══ Geselecteerd fragment
Het kuiken van Coco

Pierre Darge
Pierre Darge Freelancejournalist

Citroëns designer Donato Coco tekende een compacte, minimalistische kleine wagen, waarin iedereen de 2 pk van de toekomst wil herkennen.

De Citroën 2 pk, waarvan het eerste model in 1948 op het Parijse autosalon aan het publiek werd voorgesteld, is altijd méér dan een auto geweest. De wagen stond voor een levensstijl. Wie ermee reed, was eeuwig met vakantie en gooide bij de eerste zonnestralen het linnen dak open. De minimalistische kleine bleef in productie tot in 1990 en werd op meer dan vijf miljoen exemplaren gebouwd. Sindsdien wachten miljoenen fans over de hele wereld op een herrijzenis. Bij Citroën zijn ze zich daar zeer van bewust, op elk salon worden de verantwoordelijken aan hun mouw getrokken met die eeuwige vraag: wanneer komt de nieuwe 2 pk eraan?
════
══ Regels
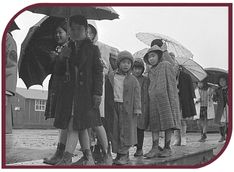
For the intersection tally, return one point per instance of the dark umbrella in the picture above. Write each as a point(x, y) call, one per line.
point(34, 60)
point(13, 27)
point(95, 13)
point(214, 74)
════
◆ Taakomschrijving
Neem uit het fragment over de Citroën 2 pk letterlijk over wat begint met "Citroëns designer Donato" en doorloopt tot en met "2 pk eraan?".

◆ Antwoord
Citroëns designer Donato Coco tekende een compacte, minimalistische kleine wagen, waarin iedereen de 2 pk van de toekomst wil herkennen.

De Citroën 2 pk, waarvan het eerste model in 1948 op het Parijse autosalon aan het publiek werd voorgesteld, is altijd méér dan een auto geweest. De wagen stond voor een levensstijl. Wie ermee reed, was eeuwig met vakantie en gooide bij de eerste zonnestralen het linnen dak open. De minimalistische kleine bleef in productie tot in 1990 en werd op meer dan vijf miljoen exemplaren gebouwd. Sindsdien wachten miljoenen fans over de hele wereld op een herrijzenis. Bij Citroën zijn ze zich daar zeer van bewust, op elk salon worden de verantwoordelijken aan hun mouw getrokken met die eeuwige vraag: wanneer komt de nieuwe 2 pk eraan?